Labeled area outline items:
## begin

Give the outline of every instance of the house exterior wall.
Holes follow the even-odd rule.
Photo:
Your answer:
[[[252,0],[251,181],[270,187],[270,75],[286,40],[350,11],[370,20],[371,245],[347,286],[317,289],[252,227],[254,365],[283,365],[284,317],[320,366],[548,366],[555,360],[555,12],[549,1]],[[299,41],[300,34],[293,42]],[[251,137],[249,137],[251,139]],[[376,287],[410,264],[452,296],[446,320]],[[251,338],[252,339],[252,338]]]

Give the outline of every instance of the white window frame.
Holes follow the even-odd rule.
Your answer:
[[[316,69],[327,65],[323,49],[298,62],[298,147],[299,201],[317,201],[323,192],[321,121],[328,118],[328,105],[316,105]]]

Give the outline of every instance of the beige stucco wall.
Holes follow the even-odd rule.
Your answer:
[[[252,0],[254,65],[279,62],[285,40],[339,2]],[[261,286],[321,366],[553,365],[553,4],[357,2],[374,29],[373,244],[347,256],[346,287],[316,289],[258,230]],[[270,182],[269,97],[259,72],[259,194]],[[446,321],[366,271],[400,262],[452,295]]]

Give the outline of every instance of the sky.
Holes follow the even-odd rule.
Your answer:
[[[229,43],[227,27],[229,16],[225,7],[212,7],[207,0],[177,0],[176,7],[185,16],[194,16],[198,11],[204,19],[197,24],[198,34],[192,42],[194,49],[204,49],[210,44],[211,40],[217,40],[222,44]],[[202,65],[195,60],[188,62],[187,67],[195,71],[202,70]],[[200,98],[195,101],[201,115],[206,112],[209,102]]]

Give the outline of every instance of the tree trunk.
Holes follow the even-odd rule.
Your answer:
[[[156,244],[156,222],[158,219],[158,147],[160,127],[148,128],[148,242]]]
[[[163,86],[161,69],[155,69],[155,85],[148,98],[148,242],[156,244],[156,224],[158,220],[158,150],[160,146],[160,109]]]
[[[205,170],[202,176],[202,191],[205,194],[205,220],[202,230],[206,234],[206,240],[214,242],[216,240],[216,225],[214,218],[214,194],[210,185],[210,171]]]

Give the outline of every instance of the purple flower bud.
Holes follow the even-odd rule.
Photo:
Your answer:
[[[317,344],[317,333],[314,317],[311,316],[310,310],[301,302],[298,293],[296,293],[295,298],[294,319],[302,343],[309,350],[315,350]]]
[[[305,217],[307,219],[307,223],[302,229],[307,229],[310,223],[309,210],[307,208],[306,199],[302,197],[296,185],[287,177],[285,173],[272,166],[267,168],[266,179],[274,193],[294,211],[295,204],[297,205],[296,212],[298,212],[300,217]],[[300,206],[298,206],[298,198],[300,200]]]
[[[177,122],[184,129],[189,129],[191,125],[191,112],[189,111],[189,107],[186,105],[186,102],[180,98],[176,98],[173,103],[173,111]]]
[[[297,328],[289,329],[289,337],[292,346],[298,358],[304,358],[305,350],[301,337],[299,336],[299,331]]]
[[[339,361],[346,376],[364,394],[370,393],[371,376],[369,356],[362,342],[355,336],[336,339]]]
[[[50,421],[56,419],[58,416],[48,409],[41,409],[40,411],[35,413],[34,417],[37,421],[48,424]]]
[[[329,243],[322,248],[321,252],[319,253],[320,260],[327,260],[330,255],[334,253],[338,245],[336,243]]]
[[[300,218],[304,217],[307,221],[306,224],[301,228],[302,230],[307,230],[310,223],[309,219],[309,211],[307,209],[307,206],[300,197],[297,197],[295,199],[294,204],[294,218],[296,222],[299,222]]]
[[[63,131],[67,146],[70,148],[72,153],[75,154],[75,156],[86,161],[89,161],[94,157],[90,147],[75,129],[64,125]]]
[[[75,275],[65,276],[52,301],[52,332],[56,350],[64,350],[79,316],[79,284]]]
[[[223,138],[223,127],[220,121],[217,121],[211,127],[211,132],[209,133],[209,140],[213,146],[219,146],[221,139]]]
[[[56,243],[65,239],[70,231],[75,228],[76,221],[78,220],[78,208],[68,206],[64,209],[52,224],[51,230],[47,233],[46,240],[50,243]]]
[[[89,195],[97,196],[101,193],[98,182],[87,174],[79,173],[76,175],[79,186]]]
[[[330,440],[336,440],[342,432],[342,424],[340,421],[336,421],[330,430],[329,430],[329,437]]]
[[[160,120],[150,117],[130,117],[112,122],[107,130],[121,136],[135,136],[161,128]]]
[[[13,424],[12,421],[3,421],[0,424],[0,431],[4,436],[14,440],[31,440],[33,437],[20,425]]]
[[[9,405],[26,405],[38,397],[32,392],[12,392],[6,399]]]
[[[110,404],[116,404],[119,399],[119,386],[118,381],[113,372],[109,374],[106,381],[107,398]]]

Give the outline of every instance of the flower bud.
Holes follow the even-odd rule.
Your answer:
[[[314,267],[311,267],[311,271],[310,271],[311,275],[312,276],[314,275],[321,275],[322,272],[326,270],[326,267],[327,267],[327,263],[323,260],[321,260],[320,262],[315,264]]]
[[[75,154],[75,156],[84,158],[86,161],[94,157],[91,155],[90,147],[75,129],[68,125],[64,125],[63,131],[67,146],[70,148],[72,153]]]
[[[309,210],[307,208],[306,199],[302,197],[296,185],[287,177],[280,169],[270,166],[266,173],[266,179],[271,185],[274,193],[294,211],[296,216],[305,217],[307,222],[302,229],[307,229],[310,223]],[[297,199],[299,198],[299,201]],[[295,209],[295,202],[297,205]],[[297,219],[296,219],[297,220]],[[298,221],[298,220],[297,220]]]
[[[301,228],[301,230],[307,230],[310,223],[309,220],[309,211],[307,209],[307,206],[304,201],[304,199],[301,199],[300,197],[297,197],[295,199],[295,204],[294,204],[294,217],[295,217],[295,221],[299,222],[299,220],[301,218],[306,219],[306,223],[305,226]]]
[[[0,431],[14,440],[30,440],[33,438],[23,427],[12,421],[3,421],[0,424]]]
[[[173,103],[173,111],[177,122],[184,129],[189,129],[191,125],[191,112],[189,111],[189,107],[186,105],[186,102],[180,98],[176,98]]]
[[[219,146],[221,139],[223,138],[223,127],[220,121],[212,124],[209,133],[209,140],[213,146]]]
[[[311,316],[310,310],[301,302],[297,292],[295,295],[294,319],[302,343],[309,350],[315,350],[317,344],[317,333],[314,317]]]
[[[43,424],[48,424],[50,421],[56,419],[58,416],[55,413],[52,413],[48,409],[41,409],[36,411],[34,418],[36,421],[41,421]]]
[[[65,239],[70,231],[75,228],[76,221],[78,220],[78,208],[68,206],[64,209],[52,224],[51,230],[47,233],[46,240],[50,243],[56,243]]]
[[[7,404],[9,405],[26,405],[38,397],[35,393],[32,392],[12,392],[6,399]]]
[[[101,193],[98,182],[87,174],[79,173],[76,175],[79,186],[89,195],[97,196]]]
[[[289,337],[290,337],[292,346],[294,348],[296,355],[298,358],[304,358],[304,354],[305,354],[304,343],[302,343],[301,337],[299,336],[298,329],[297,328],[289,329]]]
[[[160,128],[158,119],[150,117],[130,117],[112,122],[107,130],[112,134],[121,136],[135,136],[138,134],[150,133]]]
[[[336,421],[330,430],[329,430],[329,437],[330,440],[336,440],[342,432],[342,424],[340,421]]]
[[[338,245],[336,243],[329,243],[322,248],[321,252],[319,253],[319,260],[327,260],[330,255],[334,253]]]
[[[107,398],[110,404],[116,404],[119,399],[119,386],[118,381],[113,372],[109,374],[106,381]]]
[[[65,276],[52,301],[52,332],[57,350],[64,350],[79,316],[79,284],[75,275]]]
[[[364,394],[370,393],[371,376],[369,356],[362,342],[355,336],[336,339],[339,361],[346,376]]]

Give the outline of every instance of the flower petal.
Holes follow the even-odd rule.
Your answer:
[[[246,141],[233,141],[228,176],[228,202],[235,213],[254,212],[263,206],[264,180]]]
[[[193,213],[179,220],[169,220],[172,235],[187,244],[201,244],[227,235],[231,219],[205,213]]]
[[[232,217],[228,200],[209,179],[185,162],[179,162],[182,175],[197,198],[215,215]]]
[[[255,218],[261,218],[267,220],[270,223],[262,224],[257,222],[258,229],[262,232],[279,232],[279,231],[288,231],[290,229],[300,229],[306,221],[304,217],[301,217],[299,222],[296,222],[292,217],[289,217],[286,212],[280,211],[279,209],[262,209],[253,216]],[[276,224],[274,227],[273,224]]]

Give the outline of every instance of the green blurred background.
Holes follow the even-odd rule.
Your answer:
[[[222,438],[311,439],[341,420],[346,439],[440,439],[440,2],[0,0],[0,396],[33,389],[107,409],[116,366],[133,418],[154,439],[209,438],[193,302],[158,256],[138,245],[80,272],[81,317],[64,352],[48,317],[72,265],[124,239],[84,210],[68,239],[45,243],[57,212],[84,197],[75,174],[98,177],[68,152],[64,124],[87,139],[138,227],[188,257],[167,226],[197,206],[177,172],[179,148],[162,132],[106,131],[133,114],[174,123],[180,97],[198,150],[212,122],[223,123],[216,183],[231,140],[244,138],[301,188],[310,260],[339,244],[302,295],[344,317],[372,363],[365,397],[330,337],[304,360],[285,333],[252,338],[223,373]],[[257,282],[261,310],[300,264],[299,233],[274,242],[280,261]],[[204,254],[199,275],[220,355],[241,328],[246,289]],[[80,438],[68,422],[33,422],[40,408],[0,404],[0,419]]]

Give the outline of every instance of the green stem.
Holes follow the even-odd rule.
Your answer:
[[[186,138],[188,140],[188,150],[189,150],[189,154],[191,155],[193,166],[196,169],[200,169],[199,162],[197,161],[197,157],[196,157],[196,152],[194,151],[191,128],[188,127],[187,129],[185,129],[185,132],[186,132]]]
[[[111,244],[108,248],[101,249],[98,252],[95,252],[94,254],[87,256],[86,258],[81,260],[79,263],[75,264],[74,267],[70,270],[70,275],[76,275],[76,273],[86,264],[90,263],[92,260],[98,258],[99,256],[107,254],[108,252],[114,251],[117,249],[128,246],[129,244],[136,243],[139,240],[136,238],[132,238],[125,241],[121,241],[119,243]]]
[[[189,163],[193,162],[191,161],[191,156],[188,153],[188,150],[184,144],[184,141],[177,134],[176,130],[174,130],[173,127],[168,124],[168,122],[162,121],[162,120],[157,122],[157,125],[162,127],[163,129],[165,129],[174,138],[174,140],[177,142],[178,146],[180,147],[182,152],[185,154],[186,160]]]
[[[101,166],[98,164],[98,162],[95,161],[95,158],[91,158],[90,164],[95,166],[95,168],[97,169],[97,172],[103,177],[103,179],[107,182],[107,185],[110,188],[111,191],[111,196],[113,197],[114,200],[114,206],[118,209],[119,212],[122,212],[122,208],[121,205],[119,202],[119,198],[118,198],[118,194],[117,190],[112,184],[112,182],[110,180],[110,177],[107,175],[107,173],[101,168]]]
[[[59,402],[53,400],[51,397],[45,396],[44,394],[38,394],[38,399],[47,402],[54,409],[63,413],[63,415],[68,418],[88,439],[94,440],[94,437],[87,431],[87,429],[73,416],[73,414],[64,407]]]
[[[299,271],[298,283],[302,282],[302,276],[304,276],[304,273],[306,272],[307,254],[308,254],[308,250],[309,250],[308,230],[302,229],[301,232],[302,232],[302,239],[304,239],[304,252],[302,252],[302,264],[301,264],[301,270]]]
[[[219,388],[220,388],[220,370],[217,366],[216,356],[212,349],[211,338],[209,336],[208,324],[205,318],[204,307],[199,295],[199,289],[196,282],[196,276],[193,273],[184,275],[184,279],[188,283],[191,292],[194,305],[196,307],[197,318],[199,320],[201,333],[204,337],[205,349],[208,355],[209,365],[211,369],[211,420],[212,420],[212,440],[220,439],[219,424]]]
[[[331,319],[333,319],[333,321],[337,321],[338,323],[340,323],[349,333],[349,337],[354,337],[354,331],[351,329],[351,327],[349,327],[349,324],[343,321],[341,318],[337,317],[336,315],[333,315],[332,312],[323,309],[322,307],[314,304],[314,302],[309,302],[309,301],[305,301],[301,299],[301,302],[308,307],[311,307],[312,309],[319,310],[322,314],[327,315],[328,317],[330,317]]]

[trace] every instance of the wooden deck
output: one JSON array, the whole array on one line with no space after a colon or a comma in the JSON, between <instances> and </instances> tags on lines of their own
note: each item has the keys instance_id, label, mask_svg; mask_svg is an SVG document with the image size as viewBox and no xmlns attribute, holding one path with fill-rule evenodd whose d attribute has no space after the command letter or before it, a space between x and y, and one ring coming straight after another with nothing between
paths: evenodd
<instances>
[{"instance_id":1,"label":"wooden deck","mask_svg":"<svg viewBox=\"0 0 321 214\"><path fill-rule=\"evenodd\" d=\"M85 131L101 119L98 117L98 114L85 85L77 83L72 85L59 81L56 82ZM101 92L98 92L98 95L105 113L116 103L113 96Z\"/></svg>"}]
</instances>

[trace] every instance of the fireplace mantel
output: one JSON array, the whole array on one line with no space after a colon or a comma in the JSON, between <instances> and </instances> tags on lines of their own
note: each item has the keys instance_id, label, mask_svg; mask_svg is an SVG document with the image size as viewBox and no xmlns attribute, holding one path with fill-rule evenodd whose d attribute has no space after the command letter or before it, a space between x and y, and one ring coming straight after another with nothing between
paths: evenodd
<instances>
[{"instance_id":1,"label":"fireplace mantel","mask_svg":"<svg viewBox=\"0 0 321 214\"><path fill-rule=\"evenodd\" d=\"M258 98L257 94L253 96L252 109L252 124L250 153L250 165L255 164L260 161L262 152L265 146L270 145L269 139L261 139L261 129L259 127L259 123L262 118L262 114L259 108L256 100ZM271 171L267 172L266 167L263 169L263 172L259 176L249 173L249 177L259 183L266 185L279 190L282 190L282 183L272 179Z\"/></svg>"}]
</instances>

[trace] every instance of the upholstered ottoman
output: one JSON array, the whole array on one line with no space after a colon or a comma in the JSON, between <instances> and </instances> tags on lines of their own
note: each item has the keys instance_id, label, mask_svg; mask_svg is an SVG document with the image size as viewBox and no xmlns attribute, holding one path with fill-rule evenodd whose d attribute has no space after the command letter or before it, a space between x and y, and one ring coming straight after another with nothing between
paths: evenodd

## end

## [Exercise brief]
Can you convert the lines from the one containing "[trace] every instance of the upholstered" up to and including the last line of the data into a JSON list of strings, with one string per line and blank lines left out?

## [Response]
[
  "[trace] every instance of the upholstered ottoman",
  "output: one JSON array, the whole array on one line with no space after a colon or a comma in the JSON, between <instances> and </instances> tags on lines of their own",
  "note: each item has the keys instance_id, label, mask_svg; mask_svg is an SVG document with the image size as viewBox and no xmlns attribute, holding one path with fill-rule evenodd whose d attribute has no space after the command letter or before it, a space between x and y, and one ring coming straight after another with nothing between",
  "paths: evenodd"
]